## Problem to solve
In the data below, copy verbatim every line from the one containing "Within the image above, at what position is the green" through the final line, including both.

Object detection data
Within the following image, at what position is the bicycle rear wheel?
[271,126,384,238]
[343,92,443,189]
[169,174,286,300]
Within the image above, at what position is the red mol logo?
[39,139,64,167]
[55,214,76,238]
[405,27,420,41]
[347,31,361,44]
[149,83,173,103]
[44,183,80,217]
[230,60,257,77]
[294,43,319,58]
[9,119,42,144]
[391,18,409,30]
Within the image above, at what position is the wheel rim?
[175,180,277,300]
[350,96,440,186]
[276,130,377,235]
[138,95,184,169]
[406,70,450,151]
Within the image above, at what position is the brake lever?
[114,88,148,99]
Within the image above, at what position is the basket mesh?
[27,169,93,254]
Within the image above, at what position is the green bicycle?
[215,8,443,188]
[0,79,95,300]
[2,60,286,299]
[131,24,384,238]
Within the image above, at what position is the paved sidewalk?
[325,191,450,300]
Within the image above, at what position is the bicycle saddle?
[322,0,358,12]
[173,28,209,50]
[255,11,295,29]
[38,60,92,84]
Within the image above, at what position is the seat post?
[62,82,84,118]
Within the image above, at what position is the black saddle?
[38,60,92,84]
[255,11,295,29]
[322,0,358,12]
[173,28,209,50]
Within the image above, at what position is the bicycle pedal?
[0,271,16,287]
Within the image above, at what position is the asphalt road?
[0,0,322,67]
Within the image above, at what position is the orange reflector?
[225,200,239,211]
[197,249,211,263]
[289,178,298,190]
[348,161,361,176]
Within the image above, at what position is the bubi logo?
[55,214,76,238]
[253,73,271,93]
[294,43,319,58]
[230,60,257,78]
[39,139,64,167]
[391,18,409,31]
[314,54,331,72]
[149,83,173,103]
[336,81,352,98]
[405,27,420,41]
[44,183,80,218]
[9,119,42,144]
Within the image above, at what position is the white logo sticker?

## Correct answer
Within the image above, at what position is the green bicycle?
[215,8,443,188]
[0,79,95,300]
[2,60,286,299]
[131,24,384,238]
Within the image above, at what position is the paved sidewalk?
[325,191,450,300]
Within the image above, at what position is the bicycle saddle?
[322,0,358,12]
[173,28,209,50]
[255,11,295,29]
[38,60,92,84]
Within the image above, at what position is the seat post?
[62,82,84,118]
Within the image above, at what position is the black saddle?
[38,60,92,84]
[255,11,295,29]
[322,0,358,12]
[173,28,209,50]
Within the image above, at what position is the bicycle pedal?
[0,271,16,287]
Within the image above, at what position is the asphalt road?
[0,0,322,67]
Within the image above, at what position is the orange reflector?
[225,200,239,211]
[197,249,211,263]
[289,178,298,190]
[348,161,361,176]
Within the image above, at what position is the bubi logo?
[55,214,76,238]
[253,73,271,93]
[294,43,319,58]
[230,60,257,78]
[39,139,64,167]
[391,18,409,31]
[314,54,331,72]
[149,83,173,103]
[336,81,352,98]
[405,27,420,41]
[44,183,80,218]
[9,119,42,144]
Within the image above, at what position is the white logo sticker?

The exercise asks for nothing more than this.